--- Required work ---
Please report every line in the entries that contains the string "pink".

Extracted records:

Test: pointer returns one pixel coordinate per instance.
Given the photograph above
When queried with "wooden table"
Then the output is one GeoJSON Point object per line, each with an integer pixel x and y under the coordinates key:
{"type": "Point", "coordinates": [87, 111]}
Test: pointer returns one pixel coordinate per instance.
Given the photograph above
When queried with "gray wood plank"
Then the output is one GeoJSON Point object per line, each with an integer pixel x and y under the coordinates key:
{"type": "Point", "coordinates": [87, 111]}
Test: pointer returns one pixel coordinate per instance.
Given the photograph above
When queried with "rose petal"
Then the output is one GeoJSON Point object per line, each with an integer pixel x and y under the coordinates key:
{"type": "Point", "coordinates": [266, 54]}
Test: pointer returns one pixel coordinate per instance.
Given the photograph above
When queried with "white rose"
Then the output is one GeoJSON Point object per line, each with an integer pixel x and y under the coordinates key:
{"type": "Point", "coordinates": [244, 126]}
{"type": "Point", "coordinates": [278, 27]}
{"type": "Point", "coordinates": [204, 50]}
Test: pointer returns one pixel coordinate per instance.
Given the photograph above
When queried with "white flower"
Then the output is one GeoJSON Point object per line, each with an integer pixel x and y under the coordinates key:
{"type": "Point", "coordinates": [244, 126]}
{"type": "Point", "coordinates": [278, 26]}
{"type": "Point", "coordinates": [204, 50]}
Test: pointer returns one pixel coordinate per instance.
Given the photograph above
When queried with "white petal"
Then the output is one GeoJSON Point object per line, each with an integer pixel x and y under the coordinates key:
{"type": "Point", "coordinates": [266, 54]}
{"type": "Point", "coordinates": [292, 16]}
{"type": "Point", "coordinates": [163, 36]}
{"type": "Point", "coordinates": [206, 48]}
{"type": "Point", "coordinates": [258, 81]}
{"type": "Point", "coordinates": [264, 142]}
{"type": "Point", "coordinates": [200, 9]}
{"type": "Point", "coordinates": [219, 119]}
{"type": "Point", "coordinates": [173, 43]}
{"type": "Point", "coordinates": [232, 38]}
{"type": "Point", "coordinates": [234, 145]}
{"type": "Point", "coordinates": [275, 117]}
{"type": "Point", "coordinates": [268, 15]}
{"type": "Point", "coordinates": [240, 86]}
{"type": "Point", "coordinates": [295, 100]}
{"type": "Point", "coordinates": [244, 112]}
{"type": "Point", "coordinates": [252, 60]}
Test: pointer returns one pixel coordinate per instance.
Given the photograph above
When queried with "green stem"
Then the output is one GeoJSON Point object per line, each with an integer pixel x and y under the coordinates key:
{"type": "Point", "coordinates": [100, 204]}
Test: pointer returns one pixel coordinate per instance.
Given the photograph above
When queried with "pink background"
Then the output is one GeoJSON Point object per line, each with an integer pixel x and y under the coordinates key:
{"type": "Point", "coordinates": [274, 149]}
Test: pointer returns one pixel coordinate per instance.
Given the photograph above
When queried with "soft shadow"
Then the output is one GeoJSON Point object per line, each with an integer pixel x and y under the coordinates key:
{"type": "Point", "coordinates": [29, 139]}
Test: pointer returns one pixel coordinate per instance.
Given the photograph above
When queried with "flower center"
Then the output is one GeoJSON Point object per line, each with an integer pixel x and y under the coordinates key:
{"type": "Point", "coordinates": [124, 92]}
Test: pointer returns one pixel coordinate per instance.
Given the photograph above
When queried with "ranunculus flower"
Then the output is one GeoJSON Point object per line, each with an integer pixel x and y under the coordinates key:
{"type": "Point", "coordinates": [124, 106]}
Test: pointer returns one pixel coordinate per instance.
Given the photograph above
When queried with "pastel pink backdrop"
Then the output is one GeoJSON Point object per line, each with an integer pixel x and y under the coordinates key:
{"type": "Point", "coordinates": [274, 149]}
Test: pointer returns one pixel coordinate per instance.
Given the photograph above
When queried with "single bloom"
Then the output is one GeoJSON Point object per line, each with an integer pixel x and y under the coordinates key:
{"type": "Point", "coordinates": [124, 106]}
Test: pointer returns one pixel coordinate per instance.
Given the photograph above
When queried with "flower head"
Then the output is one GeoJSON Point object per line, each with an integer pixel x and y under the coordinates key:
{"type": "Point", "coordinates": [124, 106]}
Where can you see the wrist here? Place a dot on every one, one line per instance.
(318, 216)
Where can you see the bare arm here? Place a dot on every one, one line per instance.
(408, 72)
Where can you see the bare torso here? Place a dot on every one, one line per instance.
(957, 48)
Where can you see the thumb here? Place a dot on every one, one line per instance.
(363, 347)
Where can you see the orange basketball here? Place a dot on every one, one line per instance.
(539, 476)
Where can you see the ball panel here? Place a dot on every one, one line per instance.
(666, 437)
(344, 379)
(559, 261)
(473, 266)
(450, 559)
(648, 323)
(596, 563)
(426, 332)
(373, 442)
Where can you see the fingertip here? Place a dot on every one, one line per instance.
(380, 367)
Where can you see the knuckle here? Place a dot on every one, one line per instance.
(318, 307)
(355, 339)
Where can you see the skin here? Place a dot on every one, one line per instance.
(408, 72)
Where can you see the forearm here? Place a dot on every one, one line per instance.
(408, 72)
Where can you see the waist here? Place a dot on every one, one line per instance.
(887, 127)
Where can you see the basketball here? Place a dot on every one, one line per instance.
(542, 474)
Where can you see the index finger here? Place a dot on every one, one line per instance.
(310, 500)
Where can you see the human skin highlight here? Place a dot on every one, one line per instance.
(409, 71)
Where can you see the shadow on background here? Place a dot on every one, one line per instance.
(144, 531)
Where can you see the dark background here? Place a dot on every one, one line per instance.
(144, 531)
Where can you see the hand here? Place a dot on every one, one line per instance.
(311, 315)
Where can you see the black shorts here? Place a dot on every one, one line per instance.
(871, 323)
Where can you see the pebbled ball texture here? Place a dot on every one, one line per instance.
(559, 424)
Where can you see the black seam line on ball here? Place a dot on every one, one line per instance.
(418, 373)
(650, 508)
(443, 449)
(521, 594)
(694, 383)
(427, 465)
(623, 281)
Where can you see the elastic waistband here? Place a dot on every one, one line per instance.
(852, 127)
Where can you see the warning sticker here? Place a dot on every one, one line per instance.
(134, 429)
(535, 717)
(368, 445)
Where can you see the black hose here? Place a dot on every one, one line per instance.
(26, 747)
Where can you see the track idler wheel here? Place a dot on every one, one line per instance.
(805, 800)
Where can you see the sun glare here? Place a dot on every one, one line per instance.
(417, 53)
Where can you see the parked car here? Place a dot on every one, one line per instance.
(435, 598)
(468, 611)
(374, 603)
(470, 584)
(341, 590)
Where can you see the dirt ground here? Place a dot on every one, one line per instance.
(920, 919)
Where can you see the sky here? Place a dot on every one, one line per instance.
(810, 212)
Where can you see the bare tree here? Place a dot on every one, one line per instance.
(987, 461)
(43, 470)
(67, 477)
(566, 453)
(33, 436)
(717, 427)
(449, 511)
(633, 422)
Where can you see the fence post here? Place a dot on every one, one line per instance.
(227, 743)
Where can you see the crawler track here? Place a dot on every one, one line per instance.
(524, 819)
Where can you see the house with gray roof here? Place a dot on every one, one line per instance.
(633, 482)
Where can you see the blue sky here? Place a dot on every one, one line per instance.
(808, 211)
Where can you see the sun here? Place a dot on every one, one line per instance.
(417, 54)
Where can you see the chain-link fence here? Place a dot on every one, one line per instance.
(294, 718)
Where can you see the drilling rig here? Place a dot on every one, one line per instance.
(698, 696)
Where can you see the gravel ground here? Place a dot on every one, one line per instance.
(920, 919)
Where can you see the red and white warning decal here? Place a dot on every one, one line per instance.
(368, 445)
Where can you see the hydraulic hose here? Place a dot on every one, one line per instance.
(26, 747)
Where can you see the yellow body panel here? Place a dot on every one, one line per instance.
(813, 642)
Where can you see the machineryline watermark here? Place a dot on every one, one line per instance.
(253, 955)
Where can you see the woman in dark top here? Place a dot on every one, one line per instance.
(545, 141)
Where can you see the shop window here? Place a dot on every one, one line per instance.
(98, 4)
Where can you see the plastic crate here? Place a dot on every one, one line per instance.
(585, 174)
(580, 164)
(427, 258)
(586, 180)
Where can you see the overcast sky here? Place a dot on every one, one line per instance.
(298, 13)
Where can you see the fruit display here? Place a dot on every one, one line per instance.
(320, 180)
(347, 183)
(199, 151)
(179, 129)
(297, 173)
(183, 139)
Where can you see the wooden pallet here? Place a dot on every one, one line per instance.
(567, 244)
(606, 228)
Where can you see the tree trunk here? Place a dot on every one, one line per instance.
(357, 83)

--- Response below ---
When queried with "pink background"
When queried with "pastel pink backdrop"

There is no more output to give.